Instructions to follow:
Extend the article on rising muscle relaxant prescriptions for back pain, starting after its last sentence.

Given passage:
------------------------------
Muscle Relaxants For Back Pain Are Soaring: Are They Safe?

Skeletal muscle relaxants are approved for short-term treatment of muscle spasms and back pain. Examples of muscle relaxants include baclofen (Lioresal), carisoprodol (Soma), cyclobenzaprine (Fexmid) and tizanidine (Zanaflex).

New Delhi: A new research shows that doctors are doling out muscle relaxant prescriptions to treat the pain — often along with an opioid painkiller.

Health experts worry that muscle relaxants may not help much and could cause troubling side effects, especially in older patients.

The study found the rate of long-term prescriptions for muscle relaxants to treat back and other muscle pain tripled between 2005 and 2016.

Also concerning, nearly 70% of those prescribed muscle relaxants were given a prescription for an opioid pain-relieving medication like oxycodone (OxyContin) at the same time. Taking these medications together increases the potential risk of ill effects, the researchers said.
------------------------------
Raw data:

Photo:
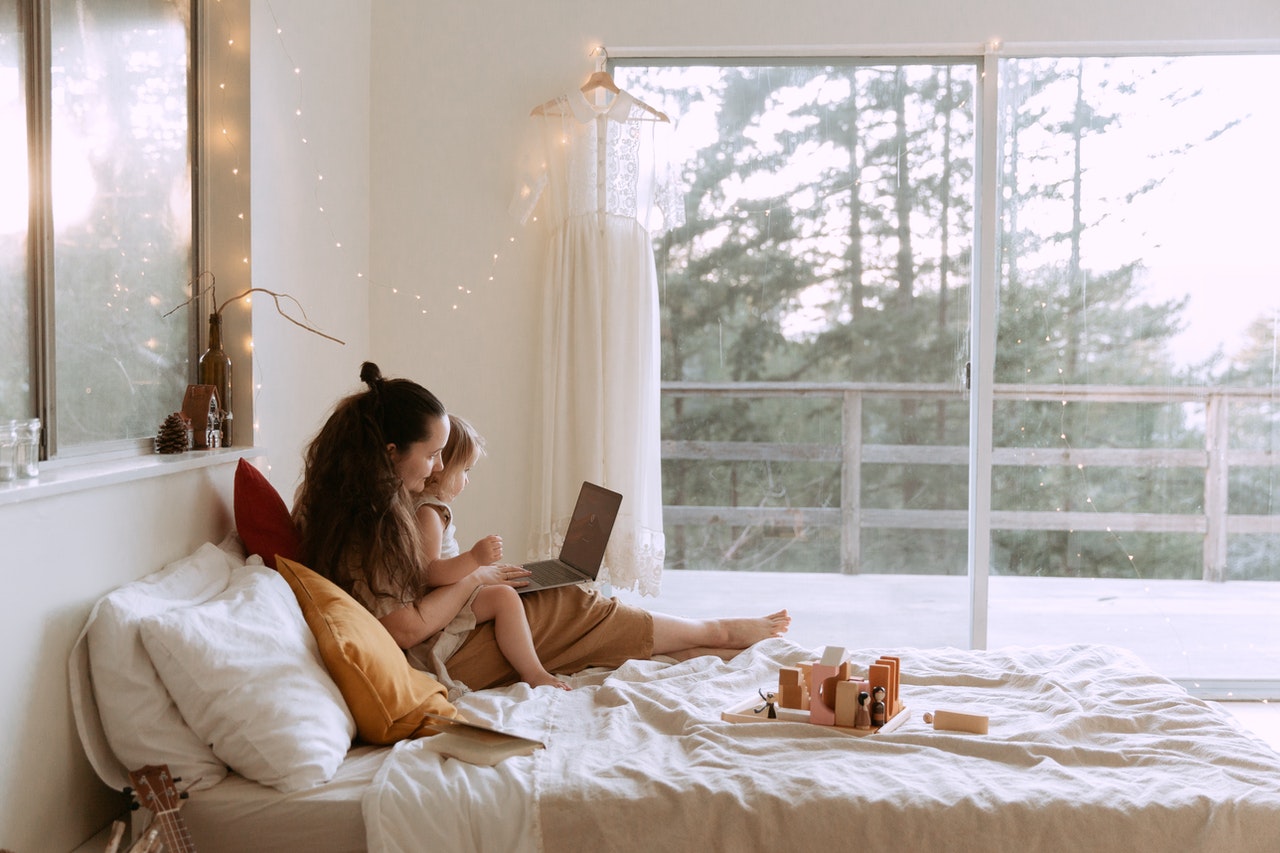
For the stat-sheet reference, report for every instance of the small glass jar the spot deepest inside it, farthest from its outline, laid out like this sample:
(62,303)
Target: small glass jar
(8,450)
(27,456)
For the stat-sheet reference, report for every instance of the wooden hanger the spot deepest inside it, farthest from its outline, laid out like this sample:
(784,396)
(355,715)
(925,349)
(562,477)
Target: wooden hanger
(600,78)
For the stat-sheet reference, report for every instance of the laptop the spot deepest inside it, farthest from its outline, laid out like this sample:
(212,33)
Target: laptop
(583,551)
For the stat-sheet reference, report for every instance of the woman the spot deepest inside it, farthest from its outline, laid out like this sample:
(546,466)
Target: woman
(355,511)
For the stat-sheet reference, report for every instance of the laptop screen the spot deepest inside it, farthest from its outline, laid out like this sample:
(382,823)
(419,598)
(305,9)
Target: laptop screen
(590,527)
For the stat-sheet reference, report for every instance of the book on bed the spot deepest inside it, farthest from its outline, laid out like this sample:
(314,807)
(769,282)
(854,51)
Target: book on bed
(476,744)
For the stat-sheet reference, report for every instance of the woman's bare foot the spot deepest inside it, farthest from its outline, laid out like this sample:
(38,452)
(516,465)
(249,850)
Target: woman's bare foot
(675,635)
(547,679)
(740,633)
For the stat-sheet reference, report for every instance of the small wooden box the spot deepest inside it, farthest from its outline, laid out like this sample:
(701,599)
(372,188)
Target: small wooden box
(745,712)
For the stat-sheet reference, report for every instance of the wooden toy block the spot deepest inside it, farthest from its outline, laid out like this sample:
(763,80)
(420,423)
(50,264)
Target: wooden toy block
(790,688)
(958,721)
(895,699)
(881,675)
(846,703)
(822,702)
(805,682)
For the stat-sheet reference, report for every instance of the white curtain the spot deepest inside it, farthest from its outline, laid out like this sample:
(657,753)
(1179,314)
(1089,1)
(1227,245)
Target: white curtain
(600,191)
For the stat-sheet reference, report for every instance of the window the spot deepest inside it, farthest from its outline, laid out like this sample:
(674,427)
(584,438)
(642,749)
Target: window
(816,313)
(827,254)
(96,231)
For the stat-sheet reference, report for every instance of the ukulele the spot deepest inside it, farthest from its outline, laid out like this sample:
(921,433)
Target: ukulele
(154,789)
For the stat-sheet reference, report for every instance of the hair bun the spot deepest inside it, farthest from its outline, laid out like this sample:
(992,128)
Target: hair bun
(370,374)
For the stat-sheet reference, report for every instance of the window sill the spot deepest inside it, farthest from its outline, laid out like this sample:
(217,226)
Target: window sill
(77,477)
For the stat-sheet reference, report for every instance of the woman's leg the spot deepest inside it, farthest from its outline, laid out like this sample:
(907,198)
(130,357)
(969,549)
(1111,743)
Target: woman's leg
(679,637)
(502,606)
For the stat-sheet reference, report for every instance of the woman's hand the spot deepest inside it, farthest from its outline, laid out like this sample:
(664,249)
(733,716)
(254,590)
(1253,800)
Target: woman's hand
(488,551)
(502,575)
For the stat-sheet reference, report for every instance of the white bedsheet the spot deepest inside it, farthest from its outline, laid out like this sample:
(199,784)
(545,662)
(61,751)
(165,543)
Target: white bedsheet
(1087,751)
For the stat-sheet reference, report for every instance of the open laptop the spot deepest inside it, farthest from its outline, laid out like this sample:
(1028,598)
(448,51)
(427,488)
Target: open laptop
(583,551)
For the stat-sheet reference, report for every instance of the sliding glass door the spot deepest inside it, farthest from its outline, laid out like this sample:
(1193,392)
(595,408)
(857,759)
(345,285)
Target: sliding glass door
(818,315)
(1134,466)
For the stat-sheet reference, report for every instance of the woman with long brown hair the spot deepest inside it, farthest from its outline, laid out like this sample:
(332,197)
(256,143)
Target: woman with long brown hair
(355,512)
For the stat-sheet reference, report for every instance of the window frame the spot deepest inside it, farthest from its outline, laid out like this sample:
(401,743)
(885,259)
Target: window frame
(37,69)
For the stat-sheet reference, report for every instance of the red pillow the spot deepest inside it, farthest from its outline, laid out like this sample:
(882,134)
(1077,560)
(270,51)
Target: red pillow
(261,516)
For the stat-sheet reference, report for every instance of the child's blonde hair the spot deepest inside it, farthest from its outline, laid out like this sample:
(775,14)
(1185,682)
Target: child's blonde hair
(461,451)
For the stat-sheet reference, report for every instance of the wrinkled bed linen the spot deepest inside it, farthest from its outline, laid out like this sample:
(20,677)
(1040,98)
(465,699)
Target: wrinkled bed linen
(1087,749)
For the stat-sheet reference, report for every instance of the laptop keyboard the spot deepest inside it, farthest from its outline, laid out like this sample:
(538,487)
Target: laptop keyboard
(552,571)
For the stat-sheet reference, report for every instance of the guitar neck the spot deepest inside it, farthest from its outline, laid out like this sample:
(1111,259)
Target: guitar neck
(173,831)
(154,789)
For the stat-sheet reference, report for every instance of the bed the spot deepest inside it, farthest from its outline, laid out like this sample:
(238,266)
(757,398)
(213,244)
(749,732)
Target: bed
(1087,748)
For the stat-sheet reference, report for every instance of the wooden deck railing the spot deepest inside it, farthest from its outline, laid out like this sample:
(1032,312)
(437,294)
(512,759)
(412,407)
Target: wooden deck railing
(1214,460)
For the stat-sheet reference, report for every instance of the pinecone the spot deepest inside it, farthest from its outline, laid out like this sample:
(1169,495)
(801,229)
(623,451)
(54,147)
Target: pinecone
(172,437)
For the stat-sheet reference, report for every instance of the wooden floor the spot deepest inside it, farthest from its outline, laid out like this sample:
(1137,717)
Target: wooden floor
(1189,630)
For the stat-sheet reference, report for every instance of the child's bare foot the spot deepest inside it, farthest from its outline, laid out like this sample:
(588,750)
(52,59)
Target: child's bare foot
(740,633)
(547,679)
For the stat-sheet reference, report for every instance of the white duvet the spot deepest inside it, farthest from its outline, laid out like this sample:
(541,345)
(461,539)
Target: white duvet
(1088,751)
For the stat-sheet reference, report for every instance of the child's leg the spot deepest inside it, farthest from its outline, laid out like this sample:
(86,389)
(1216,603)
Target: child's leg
(511,629)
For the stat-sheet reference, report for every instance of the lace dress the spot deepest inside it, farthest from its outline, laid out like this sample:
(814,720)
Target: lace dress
(600,191)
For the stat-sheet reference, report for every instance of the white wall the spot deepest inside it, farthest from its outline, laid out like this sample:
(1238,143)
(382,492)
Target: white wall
(452,87)
(297,375)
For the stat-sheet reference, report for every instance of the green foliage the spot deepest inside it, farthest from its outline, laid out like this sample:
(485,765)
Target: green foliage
(830,238)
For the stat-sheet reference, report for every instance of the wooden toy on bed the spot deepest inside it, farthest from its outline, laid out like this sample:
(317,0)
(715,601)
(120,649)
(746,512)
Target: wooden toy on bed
(958,721)
(827,693)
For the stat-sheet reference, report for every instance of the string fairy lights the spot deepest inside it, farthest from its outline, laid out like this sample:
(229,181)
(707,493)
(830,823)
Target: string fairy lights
(223,129)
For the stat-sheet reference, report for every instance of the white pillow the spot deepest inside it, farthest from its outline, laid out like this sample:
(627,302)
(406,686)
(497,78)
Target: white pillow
(245,670)
(138,719)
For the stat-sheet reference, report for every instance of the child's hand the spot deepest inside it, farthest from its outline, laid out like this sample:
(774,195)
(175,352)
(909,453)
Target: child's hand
(488,551)
(503,575)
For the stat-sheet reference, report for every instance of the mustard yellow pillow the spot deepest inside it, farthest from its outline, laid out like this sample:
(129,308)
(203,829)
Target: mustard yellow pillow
(387,697)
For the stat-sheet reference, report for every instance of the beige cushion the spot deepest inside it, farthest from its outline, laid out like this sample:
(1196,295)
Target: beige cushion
(387,697)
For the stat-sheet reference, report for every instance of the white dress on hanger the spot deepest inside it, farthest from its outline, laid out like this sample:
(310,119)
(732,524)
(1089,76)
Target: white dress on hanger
(600,190)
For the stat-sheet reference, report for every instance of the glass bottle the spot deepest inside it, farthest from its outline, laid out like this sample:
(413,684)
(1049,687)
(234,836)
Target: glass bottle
(27,452)
(215,369)
(8,450)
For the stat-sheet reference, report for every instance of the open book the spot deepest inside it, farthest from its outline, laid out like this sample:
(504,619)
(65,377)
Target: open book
(474,743)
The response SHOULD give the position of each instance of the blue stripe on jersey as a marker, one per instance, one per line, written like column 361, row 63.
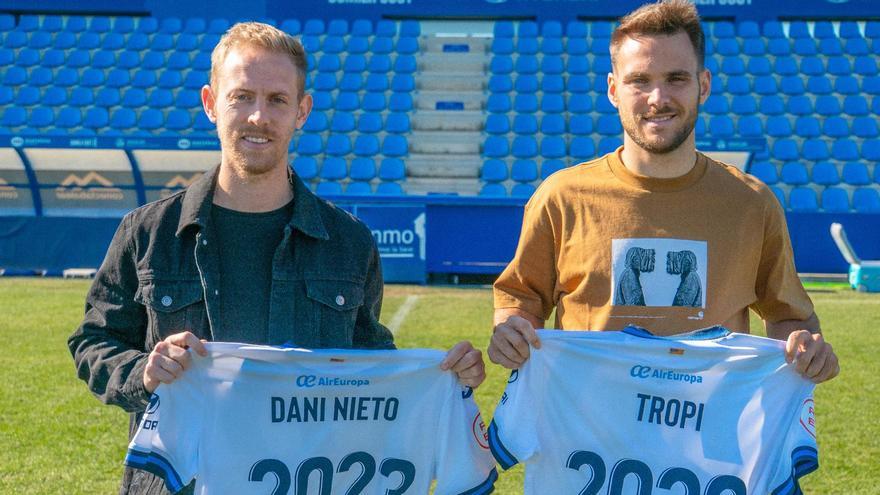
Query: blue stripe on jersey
column 505, row 459
column 485, row 487
column 804, row 460
column 710, row 333
column 156, row 464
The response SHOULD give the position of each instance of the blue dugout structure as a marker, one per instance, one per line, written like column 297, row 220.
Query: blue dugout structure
column 62, row 198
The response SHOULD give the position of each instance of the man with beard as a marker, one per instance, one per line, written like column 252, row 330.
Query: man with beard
column 246, row 254
column 656, row 190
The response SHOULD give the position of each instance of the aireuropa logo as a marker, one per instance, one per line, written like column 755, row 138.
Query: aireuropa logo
column 93, row 186
column 644, row 372
column 153, row 406
column 310, row 381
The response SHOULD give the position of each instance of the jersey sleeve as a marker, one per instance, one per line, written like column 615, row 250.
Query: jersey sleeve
column 513, row 431
column 166, row 442
column 464, row 465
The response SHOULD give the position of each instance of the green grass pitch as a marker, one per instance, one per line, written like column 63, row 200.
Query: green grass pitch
column 55, row 438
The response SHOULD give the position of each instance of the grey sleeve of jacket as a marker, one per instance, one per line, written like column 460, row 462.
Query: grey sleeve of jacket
column 108, row 347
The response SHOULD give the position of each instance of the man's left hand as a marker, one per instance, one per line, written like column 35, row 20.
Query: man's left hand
column 467, row 364
column 815, row 358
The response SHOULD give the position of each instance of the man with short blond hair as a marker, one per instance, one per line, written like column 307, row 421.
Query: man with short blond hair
column 718, row 236
column 246, row 254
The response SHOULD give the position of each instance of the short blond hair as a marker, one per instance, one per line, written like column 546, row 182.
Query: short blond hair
column 258, row 34
column 666, row 17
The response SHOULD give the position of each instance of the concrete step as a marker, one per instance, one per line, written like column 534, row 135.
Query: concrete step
column 472, row 100
column 422, row 186
column 455, row 81
column 446, row 165
column 432, row 120
column 445, row 142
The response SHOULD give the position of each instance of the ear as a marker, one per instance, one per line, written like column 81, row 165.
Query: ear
column 705, row 85
column 305, row 108
column 209, row 103
column 612, row 89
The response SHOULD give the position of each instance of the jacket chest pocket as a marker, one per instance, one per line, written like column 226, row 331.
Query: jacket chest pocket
column 334, row 305
column 172, row 306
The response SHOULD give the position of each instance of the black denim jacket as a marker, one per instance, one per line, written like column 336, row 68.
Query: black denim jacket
column 161, row 277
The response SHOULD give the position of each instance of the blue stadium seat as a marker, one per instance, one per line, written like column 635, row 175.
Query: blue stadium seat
column 496, row 147
column 765, row 171
column 369, row 123
column 815, row 150
column 328, row 188
column 583, row 148
column 306, row 167
column 526, row 64
column 334, row 168
column 13, row 117
column 123, row 118
column 338, row 145
column 553, row 124
column 377, row 83
column 178, row 120
column 785, row 150
column 866, row 200
column 845, row 150
column 134, row 98
column 527, row 83
column 750, row 126
column 349, row 101
column 524, row 147
column 802, row 199
column 81, row 97
column 391, row 169
column 41, row 117
column 362, row 168
column 373, row 102
column 493, row 190
column 835, row 127
column 493, row 170
column 309, row 145
column 397, row 123
column 395, row 145
column 721, row 126
column 525, row 103
column 835, row 199
column 856, row 174
column 522, row 190
column 800, row 105
column 865, row 127
column 825, row 173
column 317, row 122
column 151, row 119
column 366, row 145
column 807, row 126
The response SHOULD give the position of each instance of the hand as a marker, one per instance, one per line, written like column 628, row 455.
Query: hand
------------------------------
Task answer:
“We tried to develop a picture of the national [use] of skeletal muscle relaxants under the hypothesis that maybe physicians — concerned about the use of opioids — might be prescribing skeletal muscle relaxants more often,” said study lead author Charles Leonard. He’s an assistant professor of epidemiology at the University of Pennsylvania Perelman School of Medicine.

“We saw about a threefold increase in patients on continued therapy with skeletal muscle relaxants. People get put on these drugs and they stay on these drugs,” Leonard said. But the problem is they haven’t been studied for long-term use.

Skeletal muscle relaxants are approved for short-term treatment of muscle spasms and back pain. Examples of muscle relaxants include baclofen (Lioresal), carisoprodol (Soma), cyclobenzaprine (Fexmid) and tizanidine (Zanaflex).

Recommendations generally limit use of these drugs to a maximum of three weeks, since they have not been shown to work for muscle spasms beyond that time.

Leonard said these medications can be very sedating. Serious side effects associated with their use include dizziness, falls, fractures, car accidents, dependence and overdose.

Muscle relaxants pose a significant risk to people over 65, and the American Geriatrics Society advises against their use in this age group.

Despite this recommendation, nearly a quarter of office visits for muscle relaxants in 2016 were for seniors, the study noted. This group makes up less than 15% of the general population.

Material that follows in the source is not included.